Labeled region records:

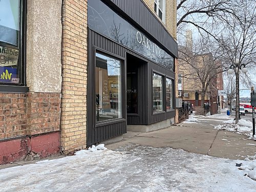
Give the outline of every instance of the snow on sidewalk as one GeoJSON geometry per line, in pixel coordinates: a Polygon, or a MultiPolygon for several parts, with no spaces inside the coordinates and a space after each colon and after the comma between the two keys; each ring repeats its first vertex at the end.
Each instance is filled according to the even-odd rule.
{"type": "Polygon", "coordinates": [[[248,167],[236,166],[250,166],[250,161],[136,144],[77,154],[0,170],[0,190],[250,192],[256,188],[256,182],[244,176],[248,167]]]}
{"type": "Polygon", "coordinates": [[[226,130],[229,132],[234,132],[236,133],[245,135],[251,137],[252,132],[252,123],[245,119],[240,119],[238,124],[235,124],[235,120],[230,119],[223,121],[224,124],[219,124],[214,127],[219,130],[226,130]]]}

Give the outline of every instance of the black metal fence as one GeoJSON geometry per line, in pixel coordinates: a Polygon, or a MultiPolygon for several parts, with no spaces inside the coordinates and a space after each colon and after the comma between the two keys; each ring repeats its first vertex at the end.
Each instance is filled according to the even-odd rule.
{"type": "Polygon", "coordinates": [[[210,112],[210,104],[204,103],[204,113],[206,114],[210,112]]]}
{"type": "Polygon", "coordinates": [[[179,122],[183,121],[188,118],[189,105],[188,102],[182,101],[182,107],[179,108],[179,122]]]}

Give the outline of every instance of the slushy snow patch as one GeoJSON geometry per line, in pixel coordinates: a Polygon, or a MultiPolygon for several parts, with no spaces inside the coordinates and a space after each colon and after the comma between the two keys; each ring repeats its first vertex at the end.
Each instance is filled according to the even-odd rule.
{"type": "Polygon", "coordinates": [[[86,153],[89,153],[89,152],[95,152],[97,151],[98,150],[106,150],[106,148],[104,146],[104,144],[99,144],[98,145],[95,146],[94,145],[92,145],[92,147],[89,147],[88,148],[88,150],[82,150],[78,151],[75,153],[75,155],[82,155],[82,154],[84,154],[86,153]]]}
{"type": "Polygon", "coordinates": [[[187,122],[199,122],[199,121],[195,117],[189,117],[188,119],[186,119],[186,121],[183,122],[186,123],[187,122]]]}
{"type": "Polygon", "coordinates": [[[214,128],[219,130],[226,130],[229,132],[236,132],[236,133],[249,136],[252,131],[252,123],[247,120],[240,119],[238,124],[235,124],[236,121],[230,119],[223,121],[224,124],[218,125],[214,128]]]}

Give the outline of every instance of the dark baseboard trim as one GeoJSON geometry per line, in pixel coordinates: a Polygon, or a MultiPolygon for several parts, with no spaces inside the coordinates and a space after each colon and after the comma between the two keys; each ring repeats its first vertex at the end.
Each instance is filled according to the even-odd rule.
{"type": "Polygon", "coordinates": [[[25,93],[28,92],[27,87],[0,85],[0,93],[25,93]]]}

* **The exercise**: Express the rows as a JSON list of strings with one string per line, leaving blank lines out. Begin at the line that contains "Give the outline of every instance of the slushy" and continue through the end of the rows.

* **Answer for the task**:
[
  "Give the outline of every instance of the slushy snow patch as one GeoJSON geometry per line, in pixel coordinates: a Polygon, or a MultiPolygon for several parts, with no spaces inside the coordinates and a space after each colon and after the comma between the two keys; each ring repeats its first vertex at the end.",
  "Each instance is filled according to the even-odd rule.",
  "{\"type\": \"Polygon\", \"coordinates\": [[[86,153],[89,153],[89,152],[95,152],[97,151],[98,150],[106,150],[106,148],[104,146],[104,144],[99,144],[98,145],[95,146],[94,145],[92,145],[92,147],[89,147],[88,148],[88,150],[82,150],[78,151],[75,153],[75,155],[82,155],[82,154],[84,154],[86,153]]]}",
  "{\"type\": \"Polygon\", \"coordinates\": [[[187,122],[199,122],[199,121],[195,117],[189,117],[188,119],[186,119],[186,121],[183,122],[186,123],[187,122]]]}",
  "{\"type\": \"Polygon\", \"coordinates\": [[[214,128],[219,130],[226,130],[229,132],[236,132],[236,133],[249,136],[252,131],[252,123],[247,120],[240,119],[238,124],[235,124],[236,121],[230,119],[223,121],[224,124],[218,125],[214,128]]]}",
  "Give the outline of every instance of the dark baseboard trim as one GeoJSON geometry per line, in pixel coordinates: a Polygon, or a MultiPolygon for several parts, with no spaces inside the coordinates and a space after each colon and after the comma between the two keys; each ring repeats its first vertex at the end.",
  "Each instance is filled according to the even-odd rule.",
  "{\"type\": \"Polygon\", \"coordinates\": [[[25,93],[28,92],[27,87],[0,85],[0,93],[25,93]]]}"
]